Stored items:
»»
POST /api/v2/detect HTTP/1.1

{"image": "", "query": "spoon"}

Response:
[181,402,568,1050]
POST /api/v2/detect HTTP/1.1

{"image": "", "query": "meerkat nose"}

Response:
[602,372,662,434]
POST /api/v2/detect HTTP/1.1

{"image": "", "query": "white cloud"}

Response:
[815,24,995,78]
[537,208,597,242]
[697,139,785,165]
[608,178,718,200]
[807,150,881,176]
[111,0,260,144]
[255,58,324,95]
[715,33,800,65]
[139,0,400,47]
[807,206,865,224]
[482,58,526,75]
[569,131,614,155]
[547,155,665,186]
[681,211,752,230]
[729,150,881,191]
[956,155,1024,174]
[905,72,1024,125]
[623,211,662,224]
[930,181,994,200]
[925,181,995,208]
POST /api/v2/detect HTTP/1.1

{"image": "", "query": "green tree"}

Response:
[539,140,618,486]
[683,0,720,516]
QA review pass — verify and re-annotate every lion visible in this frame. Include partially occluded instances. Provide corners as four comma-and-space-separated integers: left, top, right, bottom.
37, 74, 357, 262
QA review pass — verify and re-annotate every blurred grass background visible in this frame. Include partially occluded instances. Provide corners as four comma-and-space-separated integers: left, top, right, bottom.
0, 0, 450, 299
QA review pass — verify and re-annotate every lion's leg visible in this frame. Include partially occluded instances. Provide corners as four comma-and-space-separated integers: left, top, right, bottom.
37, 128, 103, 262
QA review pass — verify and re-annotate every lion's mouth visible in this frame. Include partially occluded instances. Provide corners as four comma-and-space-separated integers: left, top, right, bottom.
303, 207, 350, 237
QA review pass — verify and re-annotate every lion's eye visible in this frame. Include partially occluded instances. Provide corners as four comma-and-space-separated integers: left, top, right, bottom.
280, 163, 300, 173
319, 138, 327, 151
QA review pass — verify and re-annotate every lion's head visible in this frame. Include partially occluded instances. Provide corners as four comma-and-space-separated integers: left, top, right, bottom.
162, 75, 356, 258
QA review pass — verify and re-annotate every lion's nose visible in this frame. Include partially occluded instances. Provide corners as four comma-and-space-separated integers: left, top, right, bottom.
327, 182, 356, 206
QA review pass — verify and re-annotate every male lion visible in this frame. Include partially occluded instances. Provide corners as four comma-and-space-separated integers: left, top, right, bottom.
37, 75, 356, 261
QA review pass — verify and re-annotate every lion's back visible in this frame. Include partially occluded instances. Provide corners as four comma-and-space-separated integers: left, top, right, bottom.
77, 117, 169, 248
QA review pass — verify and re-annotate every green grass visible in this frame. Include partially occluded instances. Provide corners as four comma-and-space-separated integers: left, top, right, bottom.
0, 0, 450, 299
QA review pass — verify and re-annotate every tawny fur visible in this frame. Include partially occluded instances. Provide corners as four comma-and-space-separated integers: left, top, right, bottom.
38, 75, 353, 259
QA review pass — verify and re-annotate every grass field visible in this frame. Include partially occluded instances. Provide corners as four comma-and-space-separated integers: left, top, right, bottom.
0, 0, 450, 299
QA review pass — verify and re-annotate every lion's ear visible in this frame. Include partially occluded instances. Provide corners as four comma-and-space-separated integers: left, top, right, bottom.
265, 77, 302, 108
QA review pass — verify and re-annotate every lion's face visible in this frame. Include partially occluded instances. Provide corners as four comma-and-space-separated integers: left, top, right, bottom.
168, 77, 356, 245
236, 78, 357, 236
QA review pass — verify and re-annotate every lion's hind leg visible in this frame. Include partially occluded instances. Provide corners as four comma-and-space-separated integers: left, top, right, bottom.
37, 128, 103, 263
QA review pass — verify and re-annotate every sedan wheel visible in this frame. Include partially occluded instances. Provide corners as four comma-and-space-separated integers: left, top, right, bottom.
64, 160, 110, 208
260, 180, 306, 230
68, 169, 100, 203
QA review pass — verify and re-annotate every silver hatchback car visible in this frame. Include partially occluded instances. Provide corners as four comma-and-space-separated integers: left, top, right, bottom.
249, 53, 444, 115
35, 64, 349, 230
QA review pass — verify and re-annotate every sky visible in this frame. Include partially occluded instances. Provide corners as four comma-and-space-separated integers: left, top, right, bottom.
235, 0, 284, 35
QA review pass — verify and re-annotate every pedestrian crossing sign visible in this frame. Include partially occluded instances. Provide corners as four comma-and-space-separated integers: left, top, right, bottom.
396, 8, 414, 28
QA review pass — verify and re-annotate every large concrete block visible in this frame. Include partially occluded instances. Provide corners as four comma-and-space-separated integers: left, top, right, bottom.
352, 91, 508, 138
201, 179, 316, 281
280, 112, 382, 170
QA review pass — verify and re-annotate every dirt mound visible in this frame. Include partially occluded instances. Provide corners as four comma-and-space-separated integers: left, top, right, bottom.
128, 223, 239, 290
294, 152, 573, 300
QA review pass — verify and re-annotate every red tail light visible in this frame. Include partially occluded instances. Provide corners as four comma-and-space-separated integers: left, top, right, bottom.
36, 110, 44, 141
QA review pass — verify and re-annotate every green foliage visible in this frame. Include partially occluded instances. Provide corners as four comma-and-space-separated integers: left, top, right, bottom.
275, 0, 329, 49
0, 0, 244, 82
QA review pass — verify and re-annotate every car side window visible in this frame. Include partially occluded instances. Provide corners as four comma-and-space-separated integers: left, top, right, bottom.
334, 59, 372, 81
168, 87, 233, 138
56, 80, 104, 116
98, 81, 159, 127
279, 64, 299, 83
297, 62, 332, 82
««
**INSTRUCTIONS FOR THE TASK:**
Count the lines in the listing above that contain the string "green", treating uppercase and lowercase as different. Reply with the number alone.

**SOLUTION:**
3